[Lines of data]
--- begin ---

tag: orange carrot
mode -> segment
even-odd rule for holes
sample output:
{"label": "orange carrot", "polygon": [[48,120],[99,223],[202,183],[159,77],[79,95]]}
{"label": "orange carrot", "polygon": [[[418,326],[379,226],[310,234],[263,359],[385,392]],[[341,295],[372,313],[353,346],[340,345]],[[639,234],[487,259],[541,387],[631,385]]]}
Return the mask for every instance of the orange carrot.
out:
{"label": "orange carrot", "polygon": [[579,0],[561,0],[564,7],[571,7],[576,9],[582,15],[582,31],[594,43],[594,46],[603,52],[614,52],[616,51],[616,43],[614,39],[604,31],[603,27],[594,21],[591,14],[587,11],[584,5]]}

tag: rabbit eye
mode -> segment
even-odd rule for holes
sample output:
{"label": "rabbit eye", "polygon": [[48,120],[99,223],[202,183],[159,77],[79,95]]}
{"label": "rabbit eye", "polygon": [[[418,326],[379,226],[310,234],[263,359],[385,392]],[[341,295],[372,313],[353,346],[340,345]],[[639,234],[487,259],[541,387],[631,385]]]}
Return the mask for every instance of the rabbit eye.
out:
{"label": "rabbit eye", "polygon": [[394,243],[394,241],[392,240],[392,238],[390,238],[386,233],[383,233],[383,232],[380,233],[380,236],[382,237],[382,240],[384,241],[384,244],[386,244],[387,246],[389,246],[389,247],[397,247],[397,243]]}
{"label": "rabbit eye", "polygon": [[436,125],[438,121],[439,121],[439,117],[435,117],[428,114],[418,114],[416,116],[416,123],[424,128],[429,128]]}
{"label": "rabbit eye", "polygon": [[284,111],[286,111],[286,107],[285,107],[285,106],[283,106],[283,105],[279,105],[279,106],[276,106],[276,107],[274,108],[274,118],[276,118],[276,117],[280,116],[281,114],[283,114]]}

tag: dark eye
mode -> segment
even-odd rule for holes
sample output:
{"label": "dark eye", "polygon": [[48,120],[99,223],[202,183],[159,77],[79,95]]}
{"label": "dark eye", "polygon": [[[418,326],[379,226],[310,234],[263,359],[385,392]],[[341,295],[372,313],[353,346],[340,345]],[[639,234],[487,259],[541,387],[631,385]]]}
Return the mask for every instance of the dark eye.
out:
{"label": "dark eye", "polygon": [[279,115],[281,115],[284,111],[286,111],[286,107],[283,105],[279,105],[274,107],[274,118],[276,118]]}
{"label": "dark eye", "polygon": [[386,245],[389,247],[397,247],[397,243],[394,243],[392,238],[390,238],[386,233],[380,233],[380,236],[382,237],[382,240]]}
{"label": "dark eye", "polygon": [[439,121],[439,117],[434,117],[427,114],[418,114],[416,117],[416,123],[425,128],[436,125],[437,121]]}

--- end ---

=== THE PROBLEM ===
Restate every record exactly, leaving nothing out.

=== RESULT OF THIS TASK ===
tag: orange carrot
mode -> segment
even-odd rule for holes
sample output:
{"label": "orange carrot", "polygon": [[48,120],[99,223],[202,183],[159,77],[79,95]]}
{"label": "orange carrot", "polygon": [[[418,326],[379,226],[310,234],[263,359],[385,392]],[[341,295],[372,313],[353,346],[340,345]],[[639,234],[487,259],[541,387],[631,385]]]}
Return the mask for every instance of the orange carrot.
out:
{"label": "orange carrot", "polygon": [[579,0],[561,0],[564,7],[571,7],[576,9],[582,15],[582,31],[594,43],[594,46],[603,52],[614,52],[616,51],[616,43],[614,39],[604,31],[603,27],[594,21],[591,14],[587,11],[584,5]]}

tag: rabbit eye
mode -> segment
even-odd rule for holes
sample output:
{"label": "rabbit eye", "polygon": [[48,120],[99,223],[202,183],[159,77],[79,95]]}
{"label": "rabbit eye", "polygon": [[[418,326],[379,226],[310,234],[263,359],[385,392]],[[341,295],[372,313],[353,346],[340,345]],[[639,234],[487,259],[541,387],[631,385]]]}
Return the mask for every instance of the rabbit eye.
out:
{"label": "rabbit eye", "polygon": [[394,243],[394,241],[392,240],[392,238],[390,238],[386,233],[383,233],[383,232],[380,233],[380,236],[382,237],[382,240],[384,241],[384,244],[386,244],[387,246],[389,246],[389,247],[397,247],[397,243]]}
{"label": "rabbit eye", "polygon": [[436,125],[438,121],[439,121],[439,117],[435,117],[428,114],[418,114],[416,116],[416,123],[424,128],[429,128]]}
{"label": "rabbit eye", "polygon": [[284,111],[286,111],[286,107],[285,107],[285,106],[283,106],[283,105],[279,105],[279,106],[276,106],[276,107],[274,108],[274,118],[276,118],[276,117],[280,116],[281,114],[283,114]]}

tag: dark eye
mode -> segment
even-odd rule for holes
sample output:
{"label": "dark eye", "polygon": [[48,120],[99,223],[202,183],[159,77],[79,95]]}
{"label": "dark eye", "polygon": [[[418,326],[379,226],[310,234],[263,359],[385,392]],[[341,295],[372,313],[353,346],[340,345]],[[639,234],[487,259],[541,387],[631,385]]]}
Return the mask for every instance of the dark eye.
out:
{"label": "dark eye", "polygon": [[279,115],[281,115],[284,111],[286,111],[286,107],[283,105],[279,105],[274,107],[274,118],[276,118]]}
{"label": "dark eye", "polygon": [[386,245],[389,247],[397,247],[397,243],[394,243],[392,238],[390,238],[386,233],[380,233],[380,236],[382,237],[382,240]]}
{"label": "dark eye", "polygon": [[439,121],[439,117],[434,117],[427,114],[418,114],[416,117],[416,123],[425,128],[436,125],[437,121]]}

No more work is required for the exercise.